* [TASK]
Reproduce the lines among the items below verbatim, starting at the line that contains "each fish tail" and ending at the line that contains "[106, 44, 234, 480]", with both end lines included.

--- begin ---

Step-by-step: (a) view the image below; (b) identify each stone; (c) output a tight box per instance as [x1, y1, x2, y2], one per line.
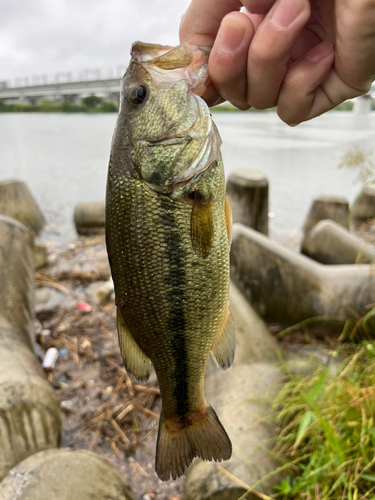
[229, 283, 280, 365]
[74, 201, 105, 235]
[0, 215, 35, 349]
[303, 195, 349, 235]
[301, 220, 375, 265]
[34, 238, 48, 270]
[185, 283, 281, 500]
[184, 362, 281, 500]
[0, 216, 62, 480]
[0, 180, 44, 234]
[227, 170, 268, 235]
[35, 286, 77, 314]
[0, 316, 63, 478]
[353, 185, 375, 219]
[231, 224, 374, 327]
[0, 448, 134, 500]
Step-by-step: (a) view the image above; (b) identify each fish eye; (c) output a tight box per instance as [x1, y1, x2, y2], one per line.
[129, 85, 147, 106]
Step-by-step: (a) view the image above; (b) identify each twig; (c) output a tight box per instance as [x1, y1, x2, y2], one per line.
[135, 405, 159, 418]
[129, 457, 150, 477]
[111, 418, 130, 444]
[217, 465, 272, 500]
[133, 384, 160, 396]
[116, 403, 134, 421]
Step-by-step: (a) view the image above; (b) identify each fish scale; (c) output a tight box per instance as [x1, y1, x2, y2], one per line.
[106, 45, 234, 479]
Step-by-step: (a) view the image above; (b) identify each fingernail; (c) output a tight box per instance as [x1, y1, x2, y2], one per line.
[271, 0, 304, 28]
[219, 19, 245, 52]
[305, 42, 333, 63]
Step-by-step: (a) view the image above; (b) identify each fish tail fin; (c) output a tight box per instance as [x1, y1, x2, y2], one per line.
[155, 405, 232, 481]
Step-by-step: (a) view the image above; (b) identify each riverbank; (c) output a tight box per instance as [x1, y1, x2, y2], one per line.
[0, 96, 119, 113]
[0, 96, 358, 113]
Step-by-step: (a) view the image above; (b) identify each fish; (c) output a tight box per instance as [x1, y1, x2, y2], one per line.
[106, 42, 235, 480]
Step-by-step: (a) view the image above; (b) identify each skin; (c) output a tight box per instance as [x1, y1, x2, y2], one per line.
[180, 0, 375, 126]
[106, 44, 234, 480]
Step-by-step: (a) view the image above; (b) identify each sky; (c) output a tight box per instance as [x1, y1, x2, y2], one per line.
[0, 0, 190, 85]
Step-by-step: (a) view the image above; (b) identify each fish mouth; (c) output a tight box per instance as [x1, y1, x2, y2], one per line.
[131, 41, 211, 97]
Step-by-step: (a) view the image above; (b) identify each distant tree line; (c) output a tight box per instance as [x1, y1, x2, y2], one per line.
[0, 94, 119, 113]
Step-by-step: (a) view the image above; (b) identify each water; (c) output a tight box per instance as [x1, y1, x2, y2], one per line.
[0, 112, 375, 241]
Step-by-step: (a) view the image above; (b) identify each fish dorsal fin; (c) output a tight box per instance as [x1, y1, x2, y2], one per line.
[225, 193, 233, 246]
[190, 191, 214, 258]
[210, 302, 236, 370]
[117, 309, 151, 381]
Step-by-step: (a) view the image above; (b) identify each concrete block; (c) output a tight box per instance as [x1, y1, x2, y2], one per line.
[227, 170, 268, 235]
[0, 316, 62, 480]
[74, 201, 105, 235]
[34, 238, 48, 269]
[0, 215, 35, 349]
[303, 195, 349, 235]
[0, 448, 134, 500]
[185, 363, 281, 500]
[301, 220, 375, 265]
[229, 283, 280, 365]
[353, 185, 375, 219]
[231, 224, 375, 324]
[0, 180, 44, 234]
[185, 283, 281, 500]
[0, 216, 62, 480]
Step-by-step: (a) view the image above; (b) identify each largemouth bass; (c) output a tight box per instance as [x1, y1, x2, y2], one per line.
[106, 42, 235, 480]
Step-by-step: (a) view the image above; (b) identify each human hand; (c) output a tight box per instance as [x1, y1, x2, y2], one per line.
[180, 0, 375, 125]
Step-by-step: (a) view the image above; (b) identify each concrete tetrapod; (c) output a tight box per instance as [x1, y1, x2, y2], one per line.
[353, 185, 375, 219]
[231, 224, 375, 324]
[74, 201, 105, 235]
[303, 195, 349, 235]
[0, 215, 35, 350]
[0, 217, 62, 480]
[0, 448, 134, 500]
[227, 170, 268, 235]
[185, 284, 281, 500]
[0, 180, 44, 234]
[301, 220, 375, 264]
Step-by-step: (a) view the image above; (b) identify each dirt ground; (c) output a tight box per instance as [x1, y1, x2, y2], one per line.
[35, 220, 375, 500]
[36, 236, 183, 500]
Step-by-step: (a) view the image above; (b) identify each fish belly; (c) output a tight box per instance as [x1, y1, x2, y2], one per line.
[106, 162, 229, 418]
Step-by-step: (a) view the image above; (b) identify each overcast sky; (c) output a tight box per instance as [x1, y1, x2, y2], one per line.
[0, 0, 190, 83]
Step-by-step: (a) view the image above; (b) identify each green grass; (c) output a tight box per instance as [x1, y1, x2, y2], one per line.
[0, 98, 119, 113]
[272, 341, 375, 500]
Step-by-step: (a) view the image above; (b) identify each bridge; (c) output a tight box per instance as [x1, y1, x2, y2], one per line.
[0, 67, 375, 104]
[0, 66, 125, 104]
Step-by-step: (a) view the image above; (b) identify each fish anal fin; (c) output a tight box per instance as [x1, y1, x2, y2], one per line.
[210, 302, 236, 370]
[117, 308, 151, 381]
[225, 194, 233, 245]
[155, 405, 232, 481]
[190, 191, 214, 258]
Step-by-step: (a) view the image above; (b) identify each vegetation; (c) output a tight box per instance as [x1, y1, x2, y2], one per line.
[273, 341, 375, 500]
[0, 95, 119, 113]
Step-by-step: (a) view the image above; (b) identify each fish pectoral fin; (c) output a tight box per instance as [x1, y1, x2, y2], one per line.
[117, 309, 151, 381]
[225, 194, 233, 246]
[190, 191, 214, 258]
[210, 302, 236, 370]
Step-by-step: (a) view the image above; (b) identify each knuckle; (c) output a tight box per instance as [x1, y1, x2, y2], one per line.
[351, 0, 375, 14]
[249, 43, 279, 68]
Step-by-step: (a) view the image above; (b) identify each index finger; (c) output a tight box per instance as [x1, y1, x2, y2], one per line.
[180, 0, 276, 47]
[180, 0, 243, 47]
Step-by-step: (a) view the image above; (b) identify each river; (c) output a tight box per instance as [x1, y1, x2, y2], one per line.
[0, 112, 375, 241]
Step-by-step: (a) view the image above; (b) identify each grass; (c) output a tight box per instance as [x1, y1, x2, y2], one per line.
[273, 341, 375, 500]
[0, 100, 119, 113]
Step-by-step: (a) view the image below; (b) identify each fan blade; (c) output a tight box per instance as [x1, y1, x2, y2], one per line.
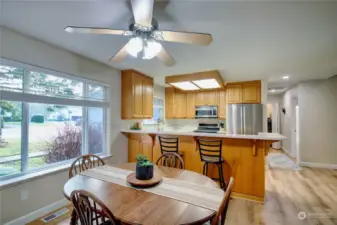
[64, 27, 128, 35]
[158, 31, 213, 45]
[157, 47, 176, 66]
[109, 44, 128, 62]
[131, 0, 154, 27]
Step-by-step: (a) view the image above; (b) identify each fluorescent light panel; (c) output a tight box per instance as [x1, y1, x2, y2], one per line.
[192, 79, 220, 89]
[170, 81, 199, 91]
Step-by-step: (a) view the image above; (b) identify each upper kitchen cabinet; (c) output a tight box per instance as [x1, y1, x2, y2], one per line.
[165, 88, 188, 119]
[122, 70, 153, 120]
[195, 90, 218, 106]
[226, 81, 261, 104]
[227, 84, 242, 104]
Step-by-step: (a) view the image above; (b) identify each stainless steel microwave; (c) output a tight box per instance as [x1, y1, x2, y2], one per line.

--- end ---

* [THE ANSWER]
Step-by-step: (a) view the image above; (b) identify each fish tail fin; (c) output a tight box per instance as [x1, y1, x2, y2], one per line.
[155, 405, 232, 481]
Step-by-step: (a) view the image above; (b) identify each riverbank; (c) output a tight box per instance as [x1, y1, x2, y2], one per line.
[0, 96, 119, 113]
[0, 96, 358, 113]
Step-by-step: (a) view the image above; (b) identify each fish; (c) output a tight box per instance as [x1, y1, x2, y2], one per line.
[106, 42, 235, 480]
Step-by-step: (a) view the image above; (b) identify each skin; (c) output a tight box per instance as [x1, y1, x2, y2], one per line.
[180, 0, 375, 126]
[106, 44, 234, 480]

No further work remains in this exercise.